### Work required:
Which lines in the records below contain the string "blurred"? Copy each of those lines in full.

Excerpts of location labeling data
>> begin
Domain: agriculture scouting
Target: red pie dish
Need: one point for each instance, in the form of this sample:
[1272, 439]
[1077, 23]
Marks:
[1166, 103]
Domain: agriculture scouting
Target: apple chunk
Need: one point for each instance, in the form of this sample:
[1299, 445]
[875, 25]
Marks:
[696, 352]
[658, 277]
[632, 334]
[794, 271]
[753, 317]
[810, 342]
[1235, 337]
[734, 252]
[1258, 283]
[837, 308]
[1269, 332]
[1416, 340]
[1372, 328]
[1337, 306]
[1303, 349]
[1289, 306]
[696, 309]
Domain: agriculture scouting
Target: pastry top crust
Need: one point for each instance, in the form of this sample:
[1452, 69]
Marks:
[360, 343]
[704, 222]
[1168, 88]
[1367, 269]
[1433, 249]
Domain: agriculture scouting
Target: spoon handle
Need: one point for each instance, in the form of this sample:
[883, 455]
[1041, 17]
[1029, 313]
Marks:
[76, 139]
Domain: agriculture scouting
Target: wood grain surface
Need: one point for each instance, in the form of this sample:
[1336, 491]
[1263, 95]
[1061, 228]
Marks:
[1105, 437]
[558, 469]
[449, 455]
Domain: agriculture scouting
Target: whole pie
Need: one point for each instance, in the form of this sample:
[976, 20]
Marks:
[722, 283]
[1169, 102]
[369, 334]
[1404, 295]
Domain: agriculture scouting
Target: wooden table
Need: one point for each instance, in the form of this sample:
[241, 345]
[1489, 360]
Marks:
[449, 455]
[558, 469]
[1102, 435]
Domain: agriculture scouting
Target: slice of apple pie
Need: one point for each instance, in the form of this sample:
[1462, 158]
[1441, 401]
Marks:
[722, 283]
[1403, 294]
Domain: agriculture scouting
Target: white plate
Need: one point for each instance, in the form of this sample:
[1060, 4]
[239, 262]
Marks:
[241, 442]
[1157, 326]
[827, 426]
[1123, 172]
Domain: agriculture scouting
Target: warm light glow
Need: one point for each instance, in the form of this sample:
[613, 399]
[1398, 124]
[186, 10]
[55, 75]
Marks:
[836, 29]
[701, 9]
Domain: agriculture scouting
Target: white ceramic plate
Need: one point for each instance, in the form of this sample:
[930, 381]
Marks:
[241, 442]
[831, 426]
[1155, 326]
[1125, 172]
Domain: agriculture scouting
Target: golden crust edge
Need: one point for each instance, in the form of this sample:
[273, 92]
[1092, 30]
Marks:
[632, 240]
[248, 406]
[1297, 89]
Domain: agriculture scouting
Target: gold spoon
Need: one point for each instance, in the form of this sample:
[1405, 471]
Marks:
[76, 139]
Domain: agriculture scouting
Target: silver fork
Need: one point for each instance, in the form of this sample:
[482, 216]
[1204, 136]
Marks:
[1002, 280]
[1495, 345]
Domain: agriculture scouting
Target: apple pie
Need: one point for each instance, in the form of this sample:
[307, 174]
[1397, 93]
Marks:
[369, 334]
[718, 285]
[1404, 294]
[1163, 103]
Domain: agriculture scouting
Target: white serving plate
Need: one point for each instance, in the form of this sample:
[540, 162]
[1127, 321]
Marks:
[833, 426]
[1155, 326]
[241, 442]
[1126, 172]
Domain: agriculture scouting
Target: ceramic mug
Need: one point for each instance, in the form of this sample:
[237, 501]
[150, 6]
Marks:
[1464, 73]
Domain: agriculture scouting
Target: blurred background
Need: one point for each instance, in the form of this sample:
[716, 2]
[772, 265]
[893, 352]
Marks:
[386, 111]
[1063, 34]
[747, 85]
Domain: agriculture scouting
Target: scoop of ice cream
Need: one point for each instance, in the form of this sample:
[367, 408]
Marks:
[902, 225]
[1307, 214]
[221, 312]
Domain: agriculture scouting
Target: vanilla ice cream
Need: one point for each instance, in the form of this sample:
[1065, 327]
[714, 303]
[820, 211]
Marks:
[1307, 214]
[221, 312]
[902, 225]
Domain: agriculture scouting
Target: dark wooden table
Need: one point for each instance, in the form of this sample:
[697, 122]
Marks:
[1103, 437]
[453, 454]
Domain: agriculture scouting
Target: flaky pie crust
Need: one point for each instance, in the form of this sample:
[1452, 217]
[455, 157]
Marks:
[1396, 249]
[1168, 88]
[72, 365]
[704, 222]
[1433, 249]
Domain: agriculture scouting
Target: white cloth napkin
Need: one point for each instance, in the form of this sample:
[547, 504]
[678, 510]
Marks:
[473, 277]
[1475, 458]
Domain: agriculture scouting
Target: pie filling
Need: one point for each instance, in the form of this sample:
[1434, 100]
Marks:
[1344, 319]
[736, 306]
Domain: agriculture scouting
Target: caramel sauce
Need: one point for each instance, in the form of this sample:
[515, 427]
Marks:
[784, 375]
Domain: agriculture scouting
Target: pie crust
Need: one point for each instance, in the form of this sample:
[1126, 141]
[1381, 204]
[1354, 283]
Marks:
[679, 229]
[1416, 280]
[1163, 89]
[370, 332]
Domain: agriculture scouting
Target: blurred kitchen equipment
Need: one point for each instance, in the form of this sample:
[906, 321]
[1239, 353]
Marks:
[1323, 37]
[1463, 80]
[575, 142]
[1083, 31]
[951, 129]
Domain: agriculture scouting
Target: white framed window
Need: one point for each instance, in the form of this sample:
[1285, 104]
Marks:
>> end
### The output:
Target: blurred background
Target: blurred kitchen equipment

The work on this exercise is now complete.